Een van de beroemdste Griekse kerkvaders. Hij wordt samen met H. Basilius de grote en de H. Gregorius van Nyssa Cappadocische Vaders genoemd. Daarnaast is ook zijn zuster Macrina die bekend is door de briefwisseling tussen hen beiden.
Hij wordt afgebeeld als Griekse bisschop, boek, pen of ganzenveer.
Uit saintsresource.com
9 maart, Catherina van Bononia (van Bologna). Meestal wordt de naam in verband gebracht met Grieks katharos: ‘rein, schoon of zuiver,’ volgens anderen is het woord van aikaterine, op welk woord de Russische vorm Ekaterina wijst. Hoewel het ook kan van aeikaterine: ‘de altijd reine,’ of uit Syrisch kethar: ‘kroon.’
Catharina werd op 8 september 1413 in Bologna (Bononi), volgens anderen te Verona uit voorname familie geboren als Catharina de Vigri en was van adellijke afkomst. Ze was eerst hofdame van prinses Margareta van Este, sinds 1432 voegde ze zich bij de orde der St. Franciscus en kwam vervolgens aan het hoofd der Clarissen in het klooster van het H. Sacrament te Bologna waar ze op de 9de maart 1463 overleed. Ze werd heilig verklaard in 1742. Wondere voorspellingen en duivelse aanvechtingen worden van haar vermeld. De ondervindingen van haar mystiek leven schreef ze neer in ‘Revelationes s. septem armis spiritualibus.’ Ook een Latijnse hymne op de eerst 5 geheimen van de rozenkrans wordt haar toegeschreven.
Haar lichaam wordt ongeschonden in een kapel van haar klooster te Bologna bewaard en vereerd.
------------------------------------
• **Te doen**
[1] Volgens de tekst over heiligen: in welk jaar werd Catharina van Bologna heilig verklaard?
[2] Verzamel uit de rijen elke regel waarin het woord "pink" voorkomt.
------------------------------------
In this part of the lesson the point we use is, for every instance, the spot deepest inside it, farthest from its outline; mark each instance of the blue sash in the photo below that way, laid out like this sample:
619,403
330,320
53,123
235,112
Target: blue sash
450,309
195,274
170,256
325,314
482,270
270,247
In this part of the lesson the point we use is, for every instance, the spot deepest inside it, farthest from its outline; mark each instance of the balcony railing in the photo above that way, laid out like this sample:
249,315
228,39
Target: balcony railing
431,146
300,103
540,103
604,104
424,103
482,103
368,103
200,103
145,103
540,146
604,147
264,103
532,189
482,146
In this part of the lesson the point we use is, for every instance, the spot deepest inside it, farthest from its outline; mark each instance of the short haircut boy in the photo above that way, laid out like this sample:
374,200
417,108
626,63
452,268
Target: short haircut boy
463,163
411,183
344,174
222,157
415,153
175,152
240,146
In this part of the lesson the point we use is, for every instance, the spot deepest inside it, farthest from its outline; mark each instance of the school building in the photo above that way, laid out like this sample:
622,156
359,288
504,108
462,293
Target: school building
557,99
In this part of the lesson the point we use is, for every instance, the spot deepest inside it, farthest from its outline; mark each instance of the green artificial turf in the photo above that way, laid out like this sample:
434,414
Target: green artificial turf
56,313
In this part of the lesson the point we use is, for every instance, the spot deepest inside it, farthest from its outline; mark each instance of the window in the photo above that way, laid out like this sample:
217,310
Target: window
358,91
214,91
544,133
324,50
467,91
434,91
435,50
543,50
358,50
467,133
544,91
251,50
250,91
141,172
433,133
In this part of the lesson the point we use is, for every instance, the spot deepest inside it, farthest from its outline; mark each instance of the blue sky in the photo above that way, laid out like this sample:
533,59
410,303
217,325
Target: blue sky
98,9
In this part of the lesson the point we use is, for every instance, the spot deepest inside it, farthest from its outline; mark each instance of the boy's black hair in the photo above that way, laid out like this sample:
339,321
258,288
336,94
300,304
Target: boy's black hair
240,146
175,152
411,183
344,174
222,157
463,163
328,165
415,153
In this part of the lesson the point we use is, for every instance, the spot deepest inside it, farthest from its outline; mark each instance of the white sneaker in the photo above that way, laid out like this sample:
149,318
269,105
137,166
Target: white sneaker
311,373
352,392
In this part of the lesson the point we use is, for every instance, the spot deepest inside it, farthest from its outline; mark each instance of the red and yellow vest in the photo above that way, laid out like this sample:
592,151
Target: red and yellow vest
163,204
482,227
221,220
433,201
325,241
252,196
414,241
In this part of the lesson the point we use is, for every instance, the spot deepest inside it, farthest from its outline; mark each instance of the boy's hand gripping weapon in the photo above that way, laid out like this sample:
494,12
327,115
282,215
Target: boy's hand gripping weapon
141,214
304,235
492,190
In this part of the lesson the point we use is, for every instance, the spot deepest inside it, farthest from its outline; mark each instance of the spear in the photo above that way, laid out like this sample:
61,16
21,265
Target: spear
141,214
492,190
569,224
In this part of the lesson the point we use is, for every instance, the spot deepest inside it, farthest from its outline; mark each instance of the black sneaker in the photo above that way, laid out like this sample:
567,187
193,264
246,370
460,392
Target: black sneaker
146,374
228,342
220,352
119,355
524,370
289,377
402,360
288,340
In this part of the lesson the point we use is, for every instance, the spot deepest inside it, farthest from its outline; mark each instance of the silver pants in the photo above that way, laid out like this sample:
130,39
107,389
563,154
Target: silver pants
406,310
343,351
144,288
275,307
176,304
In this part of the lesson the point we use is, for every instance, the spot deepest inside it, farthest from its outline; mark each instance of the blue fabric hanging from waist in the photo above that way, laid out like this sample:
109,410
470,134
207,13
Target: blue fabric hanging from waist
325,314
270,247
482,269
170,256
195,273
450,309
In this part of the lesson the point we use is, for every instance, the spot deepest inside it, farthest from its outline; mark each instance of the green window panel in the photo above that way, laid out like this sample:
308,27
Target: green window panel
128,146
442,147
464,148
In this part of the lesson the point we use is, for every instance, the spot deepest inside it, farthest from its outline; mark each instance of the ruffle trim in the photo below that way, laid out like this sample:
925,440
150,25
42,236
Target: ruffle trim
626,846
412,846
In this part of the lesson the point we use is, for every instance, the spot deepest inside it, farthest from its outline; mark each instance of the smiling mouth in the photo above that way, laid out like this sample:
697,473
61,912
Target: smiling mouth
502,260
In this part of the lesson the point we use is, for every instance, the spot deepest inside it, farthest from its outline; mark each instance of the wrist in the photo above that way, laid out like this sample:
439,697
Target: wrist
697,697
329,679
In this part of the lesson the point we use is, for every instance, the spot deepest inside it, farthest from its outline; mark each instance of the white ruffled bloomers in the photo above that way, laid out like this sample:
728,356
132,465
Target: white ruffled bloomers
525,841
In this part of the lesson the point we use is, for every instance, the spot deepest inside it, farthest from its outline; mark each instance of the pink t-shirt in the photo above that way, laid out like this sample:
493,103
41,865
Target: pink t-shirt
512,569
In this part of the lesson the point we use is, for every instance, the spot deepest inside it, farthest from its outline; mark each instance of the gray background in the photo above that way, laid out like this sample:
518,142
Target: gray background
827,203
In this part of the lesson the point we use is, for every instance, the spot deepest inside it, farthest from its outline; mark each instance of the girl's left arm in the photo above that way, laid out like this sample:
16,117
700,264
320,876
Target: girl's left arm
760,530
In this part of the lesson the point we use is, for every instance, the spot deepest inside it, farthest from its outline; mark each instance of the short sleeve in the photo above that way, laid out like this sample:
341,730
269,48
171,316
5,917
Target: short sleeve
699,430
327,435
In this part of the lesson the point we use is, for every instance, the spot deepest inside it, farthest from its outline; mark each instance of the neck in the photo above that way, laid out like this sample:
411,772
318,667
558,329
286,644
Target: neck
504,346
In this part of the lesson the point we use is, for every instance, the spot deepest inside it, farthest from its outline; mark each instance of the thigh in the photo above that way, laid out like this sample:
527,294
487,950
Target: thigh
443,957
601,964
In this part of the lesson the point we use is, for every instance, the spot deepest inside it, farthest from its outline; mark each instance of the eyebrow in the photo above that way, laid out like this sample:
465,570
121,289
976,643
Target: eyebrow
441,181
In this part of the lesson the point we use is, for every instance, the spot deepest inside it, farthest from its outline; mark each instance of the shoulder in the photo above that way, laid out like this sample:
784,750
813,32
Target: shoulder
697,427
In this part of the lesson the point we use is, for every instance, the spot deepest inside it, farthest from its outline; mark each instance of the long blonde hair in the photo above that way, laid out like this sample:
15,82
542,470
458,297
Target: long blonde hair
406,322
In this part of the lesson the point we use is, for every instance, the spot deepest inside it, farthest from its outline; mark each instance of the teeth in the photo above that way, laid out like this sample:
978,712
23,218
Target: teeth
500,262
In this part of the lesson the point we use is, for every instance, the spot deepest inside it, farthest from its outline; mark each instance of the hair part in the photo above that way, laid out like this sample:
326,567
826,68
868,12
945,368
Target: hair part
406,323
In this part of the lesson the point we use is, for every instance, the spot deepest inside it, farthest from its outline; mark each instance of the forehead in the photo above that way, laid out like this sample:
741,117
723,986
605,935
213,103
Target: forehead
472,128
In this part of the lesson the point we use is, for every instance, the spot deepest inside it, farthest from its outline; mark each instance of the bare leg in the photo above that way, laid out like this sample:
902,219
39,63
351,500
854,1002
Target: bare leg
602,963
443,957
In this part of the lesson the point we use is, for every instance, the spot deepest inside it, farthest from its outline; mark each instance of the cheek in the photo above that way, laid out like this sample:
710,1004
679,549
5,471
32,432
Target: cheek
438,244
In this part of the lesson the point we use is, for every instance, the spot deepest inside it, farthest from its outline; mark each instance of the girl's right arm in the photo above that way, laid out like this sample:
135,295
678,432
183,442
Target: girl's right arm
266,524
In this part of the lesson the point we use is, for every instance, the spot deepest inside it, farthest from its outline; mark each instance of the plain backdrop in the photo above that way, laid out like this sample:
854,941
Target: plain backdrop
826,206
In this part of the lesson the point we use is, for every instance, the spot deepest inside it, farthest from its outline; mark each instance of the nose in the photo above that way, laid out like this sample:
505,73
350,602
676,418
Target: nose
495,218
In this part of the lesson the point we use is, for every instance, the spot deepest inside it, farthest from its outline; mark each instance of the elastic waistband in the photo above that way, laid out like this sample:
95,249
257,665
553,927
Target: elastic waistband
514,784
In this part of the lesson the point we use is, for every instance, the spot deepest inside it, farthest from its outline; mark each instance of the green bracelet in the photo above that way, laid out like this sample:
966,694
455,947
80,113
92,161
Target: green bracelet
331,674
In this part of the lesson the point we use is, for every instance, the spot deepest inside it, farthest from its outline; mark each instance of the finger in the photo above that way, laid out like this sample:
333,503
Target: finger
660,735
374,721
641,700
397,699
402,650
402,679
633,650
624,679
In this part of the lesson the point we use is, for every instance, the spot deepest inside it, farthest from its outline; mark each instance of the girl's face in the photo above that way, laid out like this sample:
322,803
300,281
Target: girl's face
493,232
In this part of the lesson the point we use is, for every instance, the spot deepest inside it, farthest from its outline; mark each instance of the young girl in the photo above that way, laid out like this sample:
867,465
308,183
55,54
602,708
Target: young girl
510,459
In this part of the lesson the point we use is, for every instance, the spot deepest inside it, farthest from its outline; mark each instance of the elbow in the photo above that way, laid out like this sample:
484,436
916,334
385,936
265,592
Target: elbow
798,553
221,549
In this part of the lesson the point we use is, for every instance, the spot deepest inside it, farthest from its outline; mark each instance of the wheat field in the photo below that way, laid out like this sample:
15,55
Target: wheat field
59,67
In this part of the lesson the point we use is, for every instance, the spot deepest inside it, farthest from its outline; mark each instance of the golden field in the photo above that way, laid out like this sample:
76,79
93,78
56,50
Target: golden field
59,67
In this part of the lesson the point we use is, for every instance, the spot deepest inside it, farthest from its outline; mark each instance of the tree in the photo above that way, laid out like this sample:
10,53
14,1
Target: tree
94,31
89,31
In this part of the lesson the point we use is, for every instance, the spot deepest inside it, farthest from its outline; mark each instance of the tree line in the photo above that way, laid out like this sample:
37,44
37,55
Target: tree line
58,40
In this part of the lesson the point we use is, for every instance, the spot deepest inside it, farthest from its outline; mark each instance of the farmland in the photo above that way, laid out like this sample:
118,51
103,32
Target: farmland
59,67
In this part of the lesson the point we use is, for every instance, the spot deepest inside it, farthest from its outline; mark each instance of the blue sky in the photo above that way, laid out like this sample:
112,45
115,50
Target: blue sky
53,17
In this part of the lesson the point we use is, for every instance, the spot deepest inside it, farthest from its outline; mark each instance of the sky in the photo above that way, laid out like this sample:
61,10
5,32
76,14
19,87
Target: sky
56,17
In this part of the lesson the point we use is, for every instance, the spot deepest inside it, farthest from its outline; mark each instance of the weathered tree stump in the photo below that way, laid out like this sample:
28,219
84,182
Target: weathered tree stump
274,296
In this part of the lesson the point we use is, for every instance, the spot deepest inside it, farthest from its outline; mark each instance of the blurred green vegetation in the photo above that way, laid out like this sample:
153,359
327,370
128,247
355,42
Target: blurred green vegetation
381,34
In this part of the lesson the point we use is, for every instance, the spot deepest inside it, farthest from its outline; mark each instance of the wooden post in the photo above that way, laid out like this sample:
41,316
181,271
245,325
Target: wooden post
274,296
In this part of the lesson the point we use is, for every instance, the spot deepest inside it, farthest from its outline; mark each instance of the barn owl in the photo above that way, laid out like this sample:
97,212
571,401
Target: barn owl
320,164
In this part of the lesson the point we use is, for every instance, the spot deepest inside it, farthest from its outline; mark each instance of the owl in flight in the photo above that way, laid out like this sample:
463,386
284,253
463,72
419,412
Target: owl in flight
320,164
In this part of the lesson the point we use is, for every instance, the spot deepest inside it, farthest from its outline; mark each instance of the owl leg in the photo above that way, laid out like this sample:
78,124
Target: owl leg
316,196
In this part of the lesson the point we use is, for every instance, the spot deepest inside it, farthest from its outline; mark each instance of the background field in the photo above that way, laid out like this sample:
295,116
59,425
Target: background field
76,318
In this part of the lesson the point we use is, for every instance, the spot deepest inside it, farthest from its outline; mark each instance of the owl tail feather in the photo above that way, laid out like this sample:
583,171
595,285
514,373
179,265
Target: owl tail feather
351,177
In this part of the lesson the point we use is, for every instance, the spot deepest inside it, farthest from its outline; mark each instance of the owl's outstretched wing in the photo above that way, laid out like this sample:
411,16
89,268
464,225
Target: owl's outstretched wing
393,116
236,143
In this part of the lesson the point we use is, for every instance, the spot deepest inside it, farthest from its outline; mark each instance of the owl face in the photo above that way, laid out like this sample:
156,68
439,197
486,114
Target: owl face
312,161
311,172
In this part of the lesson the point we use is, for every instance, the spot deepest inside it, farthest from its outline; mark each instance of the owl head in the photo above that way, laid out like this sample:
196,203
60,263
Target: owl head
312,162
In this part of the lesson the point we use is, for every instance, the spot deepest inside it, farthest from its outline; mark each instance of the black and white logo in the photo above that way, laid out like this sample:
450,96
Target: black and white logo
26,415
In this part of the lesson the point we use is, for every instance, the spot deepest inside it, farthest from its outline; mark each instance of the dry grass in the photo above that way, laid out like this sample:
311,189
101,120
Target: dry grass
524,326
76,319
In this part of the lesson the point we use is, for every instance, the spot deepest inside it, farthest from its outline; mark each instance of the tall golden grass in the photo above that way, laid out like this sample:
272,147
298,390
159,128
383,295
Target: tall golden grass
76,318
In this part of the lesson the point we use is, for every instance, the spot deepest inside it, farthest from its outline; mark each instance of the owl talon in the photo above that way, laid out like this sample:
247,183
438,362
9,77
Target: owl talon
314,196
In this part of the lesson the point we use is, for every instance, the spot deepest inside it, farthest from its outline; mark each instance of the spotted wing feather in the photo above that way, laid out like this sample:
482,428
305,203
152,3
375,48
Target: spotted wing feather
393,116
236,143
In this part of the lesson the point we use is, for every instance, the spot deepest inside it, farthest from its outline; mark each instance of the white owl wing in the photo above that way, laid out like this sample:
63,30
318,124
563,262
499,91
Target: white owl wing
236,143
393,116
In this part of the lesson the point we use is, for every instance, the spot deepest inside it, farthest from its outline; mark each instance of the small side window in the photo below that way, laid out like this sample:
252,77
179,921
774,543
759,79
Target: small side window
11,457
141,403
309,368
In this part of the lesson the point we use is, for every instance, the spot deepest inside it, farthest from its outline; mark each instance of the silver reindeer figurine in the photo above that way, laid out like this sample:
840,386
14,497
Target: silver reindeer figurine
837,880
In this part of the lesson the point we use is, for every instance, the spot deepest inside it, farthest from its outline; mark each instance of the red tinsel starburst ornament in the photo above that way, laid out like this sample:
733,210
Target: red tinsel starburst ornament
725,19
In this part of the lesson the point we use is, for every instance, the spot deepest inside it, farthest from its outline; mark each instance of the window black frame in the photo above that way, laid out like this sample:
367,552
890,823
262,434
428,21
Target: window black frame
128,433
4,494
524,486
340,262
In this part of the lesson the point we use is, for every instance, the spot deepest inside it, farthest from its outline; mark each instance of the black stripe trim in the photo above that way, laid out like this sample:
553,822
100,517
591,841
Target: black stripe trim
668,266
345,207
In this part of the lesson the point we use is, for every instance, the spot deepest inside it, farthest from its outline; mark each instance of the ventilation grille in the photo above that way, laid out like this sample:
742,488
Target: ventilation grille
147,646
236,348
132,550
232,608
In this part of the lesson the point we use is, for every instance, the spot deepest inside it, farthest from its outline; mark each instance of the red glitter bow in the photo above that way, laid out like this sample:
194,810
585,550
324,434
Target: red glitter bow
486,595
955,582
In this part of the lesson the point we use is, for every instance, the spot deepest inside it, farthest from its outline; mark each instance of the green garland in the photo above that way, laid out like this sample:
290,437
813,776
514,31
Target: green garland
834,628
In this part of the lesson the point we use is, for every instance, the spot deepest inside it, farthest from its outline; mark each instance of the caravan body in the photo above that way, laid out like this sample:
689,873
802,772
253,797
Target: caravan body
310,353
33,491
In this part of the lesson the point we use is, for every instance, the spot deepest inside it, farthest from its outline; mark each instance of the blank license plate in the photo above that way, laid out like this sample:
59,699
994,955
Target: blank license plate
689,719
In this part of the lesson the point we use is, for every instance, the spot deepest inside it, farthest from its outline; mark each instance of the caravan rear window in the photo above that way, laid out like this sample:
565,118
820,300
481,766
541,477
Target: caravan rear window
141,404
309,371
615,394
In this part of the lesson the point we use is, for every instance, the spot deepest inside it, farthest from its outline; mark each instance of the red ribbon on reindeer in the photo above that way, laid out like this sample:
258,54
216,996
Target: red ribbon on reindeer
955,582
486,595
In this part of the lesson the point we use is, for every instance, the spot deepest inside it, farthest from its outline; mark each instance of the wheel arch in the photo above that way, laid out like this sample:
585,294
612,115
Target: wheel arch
------------------------------------
• **Volledige antwoorden**
[1] In 1742.

[2]
In this part of the lesson the point we use is, for every instance, the spot deepest inside it, farthest from its outline; mark each instance of the pink t-shirt in the photo above that way, laid out like this sample:
Target: pink t-shirt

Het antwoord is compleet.